→ What the task asks:
Sort through the listing below and keep each line with the word "surface". Copy those.

** Given records follows **

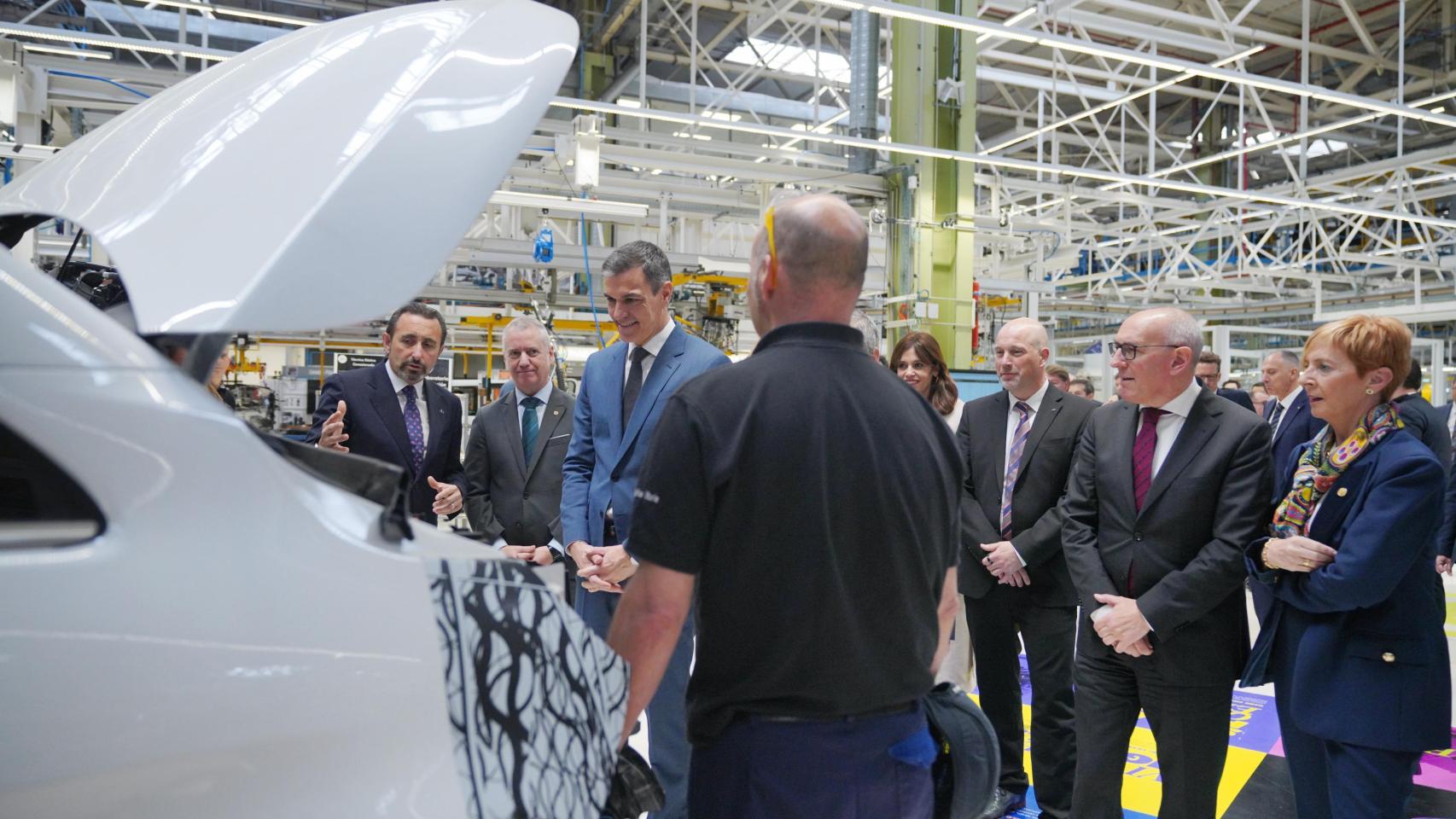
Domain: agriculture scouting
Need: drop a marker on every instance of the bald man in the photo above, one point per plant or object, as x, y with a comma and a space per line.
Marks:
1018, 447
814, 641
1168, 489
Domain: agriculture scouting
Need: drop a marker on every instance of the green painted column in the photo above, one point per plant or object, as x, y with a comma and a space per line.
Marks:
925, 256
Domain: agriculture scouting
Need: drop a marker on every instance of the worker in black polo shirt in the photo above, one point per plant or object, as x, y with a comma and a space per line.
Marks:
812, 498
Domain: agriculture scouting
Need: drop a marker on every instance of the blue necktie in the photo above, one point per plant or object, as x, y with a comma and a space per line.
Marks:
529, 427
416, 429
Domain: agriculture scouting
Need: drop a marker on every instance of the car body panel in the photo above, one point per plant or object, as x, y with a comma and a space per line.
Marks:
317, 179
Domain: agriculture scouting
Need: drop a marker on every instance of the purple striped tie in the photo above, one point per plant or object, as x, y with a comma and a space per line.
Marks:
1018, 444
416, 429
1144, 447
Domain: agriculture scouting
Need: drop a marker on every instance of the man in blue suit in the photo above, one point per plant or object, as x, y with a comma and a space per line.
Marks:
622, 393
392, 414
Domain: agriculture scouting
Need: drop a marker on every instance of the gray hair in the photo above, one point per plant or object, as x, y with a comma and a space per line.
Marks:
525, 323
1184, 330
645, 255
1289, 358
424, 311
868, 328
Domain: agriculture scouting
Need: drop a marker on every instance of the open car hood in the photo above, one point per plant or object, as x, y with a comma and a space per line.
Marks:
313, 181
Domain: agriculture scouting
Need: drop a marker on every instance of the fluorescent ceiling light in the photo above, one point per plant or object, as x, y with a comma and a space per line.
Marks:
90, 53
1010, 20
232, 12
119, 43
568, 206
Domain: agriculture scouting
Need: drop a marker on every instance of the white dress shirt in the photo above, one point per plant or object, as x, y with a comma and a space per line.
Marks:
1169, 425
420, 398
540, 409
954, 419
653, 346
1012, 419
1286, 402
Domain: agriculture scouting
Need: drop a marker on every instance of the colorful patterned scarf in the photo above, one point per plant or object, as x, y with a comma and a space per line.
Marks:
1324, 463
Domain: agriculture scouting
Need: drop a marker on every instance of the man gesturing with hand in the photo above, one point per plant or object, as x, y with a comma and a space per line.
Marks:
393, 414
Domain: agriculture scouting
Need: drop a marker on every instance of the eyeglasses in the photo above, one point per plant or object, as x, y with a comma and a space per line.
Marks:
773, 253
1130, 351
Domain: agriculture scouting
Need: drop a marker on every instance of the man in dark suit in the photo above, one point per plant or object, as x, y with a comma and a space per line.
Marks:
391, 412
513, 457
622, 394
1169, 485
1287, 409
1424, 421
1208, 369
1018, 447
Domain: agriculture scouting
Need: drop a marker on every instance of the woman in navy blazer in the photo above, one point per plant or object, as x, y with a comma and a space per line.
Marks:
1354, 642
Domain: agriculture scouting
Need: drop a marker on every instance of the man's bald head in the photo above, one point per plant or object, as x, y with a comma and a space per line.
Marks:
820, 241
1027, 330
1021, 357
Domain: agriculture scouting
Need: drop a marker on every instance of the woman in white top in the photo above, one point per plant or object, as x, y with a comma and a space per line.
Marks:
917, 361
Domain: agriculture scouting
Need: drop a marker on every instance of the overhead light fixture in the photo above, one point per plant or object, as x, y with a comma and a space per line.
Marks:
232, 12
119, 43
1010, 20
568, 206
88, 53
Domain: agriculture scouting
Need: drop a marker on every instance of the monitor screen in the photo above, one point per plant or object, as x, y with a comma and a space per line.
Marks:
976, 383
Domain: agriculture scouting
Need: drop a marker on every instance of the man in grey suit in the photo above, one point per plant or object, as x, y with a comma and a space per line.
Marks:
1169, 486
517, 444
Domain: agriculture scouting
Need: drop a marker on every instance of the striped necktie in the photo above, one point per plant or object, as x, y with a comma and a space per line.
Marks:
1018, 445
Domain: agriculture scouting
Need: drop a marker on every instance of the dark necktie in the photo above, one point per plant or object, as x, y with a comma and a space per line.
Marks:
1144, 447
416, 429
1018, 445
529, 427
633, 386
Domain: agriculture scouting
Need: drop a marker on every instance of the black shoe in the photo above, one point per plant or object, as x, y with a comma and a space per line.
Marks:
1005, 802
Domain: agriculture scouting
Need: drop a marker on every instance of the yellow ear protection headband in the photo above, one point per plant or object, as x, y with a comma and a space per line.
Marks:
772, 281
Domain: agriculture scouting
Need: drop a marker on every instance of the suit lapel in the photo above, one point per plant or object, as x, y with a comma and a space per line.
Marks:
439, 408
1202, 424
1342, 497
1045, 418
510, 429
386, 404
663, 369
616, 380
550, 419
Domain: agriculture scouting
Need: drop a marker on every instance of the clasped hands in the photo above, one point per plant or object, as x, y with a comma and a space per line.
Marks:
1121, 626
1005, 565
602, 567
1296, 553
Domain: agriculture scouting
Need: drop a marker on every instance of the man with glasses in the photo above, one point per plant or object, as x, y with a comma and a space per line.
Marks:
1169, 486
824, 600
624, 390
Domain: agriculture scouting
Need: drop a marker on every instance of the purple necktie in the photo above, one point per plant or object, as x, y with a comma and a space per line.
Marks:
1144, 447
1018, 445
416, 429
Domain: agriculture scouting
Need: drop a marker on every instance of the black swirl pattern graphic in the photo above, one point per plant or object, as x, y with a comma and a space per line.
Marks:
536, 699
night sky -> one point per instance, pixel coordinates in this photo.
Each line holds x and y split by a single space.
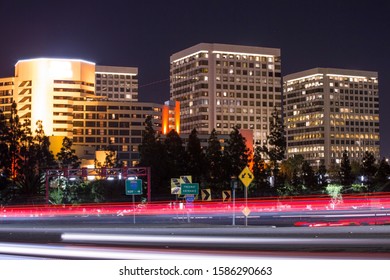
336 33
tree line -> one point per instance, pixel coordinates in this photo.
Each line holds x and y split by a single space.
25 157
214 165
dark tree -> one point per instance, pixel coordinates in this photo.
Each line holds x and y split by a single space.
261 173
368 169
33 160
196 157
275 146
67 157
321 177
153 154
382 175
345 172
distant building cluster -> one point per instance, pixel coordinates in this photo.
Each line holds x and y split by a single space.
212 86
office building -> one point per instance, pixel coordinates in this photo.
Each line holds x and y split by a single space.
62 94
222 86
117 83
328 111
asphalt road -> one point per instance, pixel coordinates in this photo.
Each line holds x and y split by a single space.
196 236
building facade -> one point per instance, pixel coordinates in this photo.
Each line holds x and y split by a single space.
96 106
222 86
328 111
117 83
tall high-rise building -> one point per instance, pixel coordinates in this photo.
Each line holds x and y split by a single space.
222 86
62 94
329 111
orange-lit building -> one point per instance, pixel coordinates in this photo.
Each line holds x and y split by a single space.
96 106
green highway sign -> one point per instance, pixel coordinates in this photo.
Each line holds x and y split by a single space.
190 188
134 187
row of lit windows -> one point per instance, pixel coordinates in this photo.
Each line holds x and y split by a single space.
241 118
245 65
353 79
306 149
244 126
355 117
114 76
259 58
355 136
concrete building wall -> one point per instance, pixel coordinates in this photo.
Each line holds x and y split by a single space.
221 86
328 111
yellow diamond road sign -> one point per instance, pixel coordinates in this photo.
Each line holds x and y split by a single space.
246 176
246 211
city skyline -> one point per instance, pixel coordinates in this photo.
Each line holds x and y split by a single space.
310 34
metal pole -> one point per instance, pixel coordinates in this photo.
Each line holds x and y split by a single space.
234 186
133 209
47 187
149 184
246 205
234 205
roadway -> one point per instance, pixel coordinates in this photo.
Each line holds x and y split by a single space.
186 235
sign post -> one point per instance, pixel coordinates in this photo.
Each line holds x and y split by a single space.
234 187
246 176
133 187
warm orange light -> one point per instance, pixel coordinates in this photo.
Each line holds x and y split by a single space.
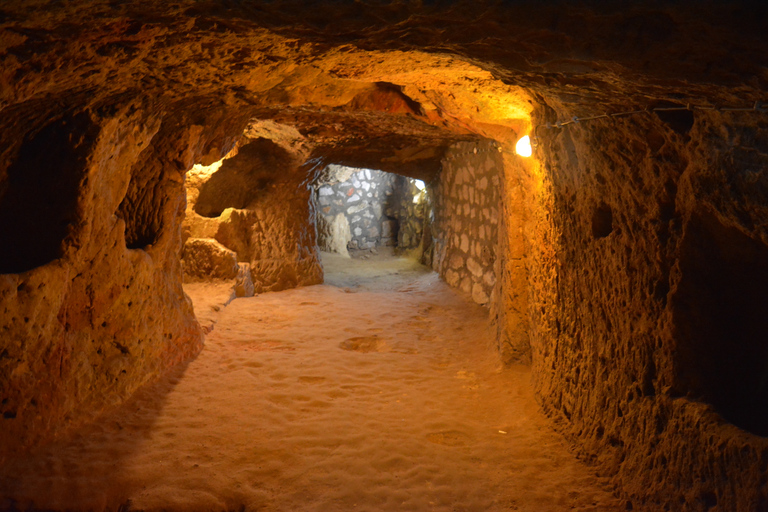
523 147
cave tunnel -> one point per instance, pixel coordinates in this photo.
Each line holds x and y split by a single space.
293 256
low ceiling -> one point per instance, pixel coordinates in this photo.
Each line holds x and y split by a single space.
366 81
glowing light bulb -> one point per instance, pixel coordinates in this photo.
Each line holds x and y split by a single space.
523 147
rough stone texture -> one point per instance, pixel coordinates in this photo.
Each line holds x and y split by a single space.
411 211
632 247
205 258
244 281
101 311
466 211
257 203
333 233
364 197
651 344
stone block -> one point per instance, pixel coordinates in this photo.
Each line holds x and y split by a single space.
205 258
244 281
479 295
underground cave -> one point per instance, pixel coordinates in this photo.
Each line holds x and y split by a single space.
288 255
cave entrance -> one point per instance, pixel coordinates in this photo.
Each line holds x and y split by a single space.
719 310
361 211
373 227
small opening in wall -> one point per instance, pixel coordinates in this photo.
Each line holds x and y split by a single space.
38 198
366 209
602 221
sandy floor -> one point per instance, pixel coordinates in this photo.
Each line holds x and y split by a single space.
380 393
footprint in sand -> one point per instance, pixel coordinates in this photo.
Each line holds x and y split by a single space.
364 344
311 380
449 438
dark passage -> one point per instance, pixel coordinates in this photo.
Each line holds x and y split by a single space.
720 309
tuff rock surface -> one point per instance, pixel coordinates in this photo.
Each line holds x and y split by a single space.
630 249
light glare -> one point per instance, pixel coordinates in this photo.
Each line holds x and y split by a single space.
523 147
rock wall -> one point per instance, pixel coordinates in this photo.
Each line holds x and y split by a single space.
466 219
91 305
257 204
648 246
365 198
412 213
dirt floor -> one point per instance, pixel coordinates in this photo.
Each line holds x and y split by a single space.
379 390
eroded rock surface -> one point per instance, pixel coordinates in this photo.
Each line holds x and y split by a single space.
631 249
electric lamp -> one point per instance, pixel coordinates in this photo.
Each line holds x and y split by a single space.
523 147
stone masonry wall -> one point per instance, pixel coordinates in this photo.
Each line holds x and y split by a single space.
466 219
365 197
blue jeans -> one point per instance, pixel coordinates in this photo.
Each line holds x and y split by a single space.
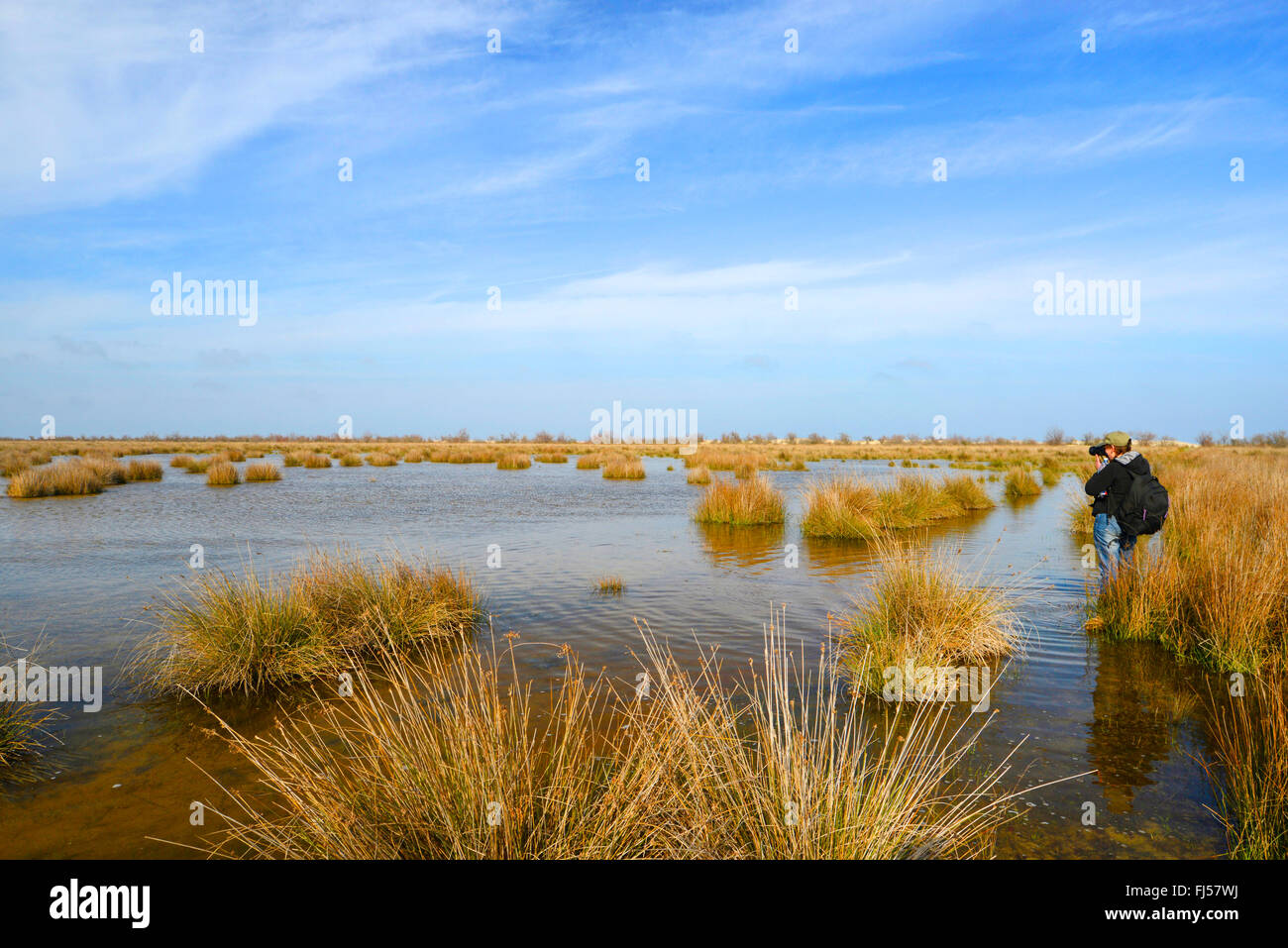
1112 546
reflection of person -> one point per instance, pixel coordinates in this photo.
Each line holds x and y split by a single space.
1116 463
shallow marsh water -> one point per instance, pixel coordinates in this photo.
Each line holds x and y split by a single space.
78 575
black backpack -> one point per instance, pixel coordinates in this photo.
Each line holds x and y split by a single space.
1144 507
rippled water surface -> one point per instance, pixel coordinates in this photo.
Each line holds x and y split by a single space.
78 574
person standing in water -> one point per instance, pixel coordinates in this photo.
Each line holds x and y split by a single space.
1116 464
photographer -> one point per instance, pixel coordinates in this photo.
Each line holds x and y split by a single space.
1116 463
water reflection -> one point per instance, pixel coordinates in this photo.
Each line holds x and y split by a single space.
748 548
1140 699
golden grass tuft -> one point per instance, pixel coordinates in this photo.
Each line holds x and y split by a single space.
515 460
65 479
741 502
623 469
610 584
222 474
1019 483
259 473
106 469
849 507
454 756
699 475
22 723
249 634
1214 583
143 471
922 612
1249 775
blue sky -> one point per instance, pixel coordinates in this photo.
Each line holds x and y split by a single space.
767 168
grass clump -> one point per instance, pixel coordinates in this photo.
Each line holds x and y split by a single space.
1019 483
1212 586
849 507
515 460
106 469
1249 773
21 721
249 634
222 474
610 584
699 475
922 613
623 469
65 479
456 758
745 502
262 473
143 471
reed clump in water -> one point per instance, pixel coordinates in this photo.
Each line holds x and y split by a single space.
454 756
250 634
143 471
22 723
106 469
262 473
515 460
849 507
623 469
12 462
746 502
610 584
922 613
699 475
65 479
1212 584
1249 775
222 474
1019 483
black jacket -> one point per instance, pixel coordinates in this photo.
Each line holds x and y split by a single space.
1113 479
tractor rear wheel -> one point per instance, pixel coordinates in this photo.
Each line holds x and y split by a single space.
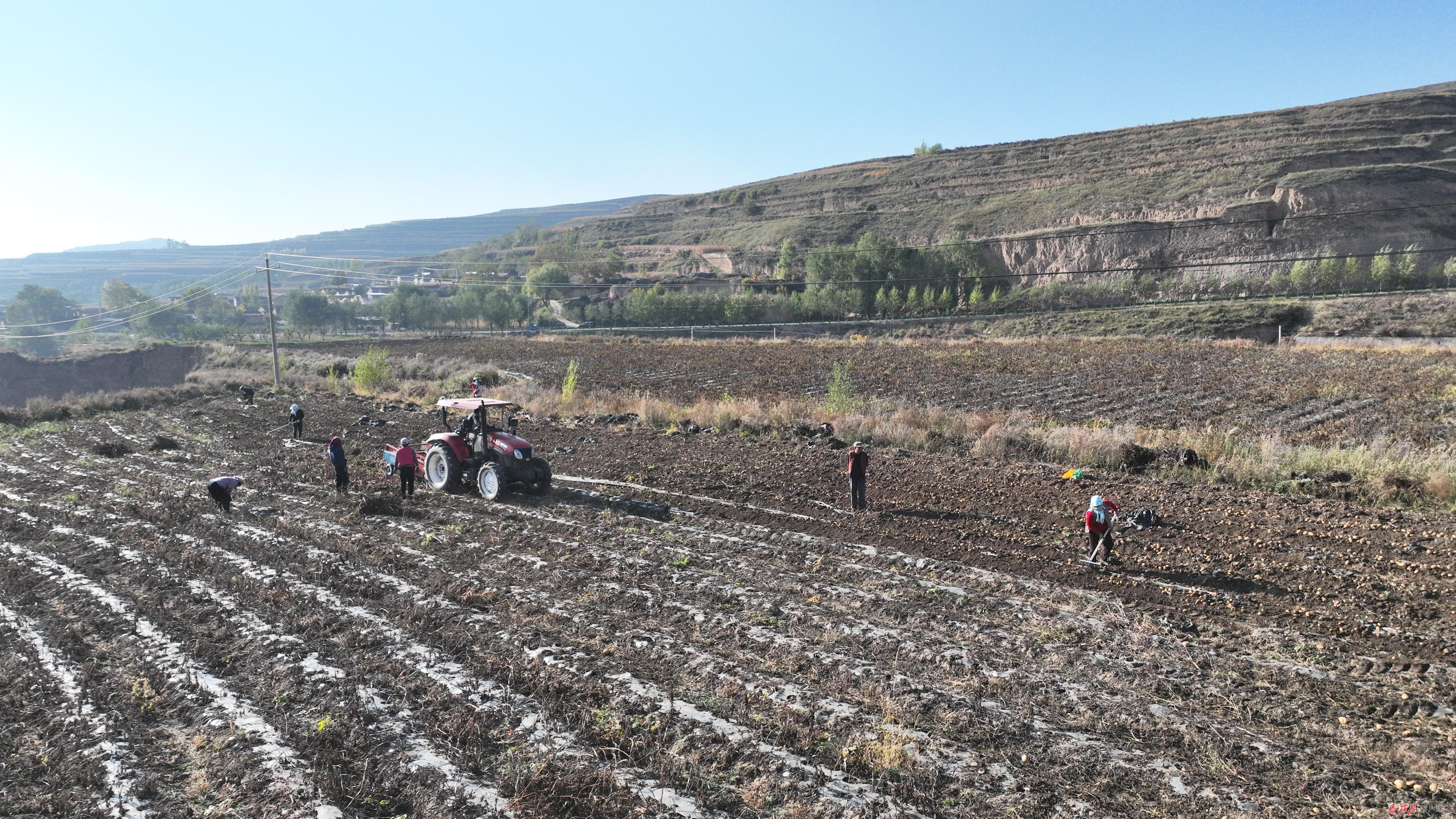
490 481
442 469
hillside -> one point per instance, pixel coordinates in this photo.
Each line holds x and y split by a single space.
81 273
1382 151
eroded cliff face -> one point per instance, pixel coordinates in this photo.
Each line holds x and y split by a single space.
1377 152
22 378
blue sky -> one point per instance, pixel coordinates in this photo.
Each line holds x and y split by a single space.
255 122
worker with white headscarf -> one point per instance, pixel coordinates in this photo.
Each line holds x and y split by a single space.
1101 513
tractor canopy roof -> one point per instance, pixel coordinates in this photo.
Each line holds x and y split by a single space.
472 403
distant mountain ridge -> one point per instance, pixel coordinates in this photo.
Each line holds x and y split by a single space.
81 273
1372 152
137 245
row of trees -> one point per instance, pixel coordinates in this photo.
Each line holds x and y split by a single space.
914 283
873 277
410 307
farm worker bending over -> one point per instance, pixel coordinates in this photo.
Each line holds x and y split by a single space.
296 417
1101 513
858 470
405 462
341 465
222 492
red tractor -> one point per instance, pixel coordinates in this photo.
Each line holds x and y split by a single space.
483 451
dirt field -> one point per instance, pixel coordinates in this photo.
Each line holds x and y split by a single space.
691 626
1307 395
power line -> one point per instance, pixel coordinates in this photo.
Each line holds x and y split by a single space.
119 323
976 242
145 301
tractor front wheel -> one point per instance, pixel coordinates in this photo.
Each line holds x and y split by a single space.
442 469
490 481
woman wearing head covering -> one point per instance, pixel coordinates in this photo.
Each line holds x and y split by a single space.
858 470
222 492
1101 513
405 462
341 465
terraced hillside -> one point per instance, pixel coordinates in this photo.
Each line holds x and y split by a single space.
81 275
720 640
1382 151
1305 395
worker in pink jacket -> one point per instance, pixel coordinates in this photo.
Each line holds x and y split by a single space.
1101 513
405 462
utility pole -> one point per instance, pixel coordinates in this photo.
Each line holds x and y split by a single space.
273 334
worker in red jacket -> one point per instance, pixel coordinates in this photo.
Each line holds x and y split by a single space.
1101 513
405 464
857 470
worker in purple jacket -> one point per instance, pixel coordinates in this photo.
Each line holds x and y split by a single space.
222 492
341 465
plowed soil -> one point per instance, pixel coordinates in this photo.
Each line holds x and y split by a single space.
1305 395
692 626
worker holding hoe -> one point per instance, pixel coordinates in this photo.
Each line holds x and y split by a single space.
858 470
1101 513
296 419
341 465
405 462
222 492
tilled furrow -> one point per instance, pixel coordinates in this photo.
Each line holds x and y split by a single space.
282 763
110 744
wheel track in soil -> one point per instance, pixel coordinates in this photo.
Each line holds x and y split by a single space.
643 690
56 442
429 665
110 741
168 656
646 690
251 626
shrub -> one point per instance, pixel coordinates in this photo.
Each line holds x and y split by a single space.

** End of Given records **

→ Output:
tuff rock surface -> one point per instance, pixel coordinates in this photo.
eroded rock surface -> one point per instance, pixel coordinates in this photo.
rippled water surface -> one point per instance, pixel coordinates in this photo.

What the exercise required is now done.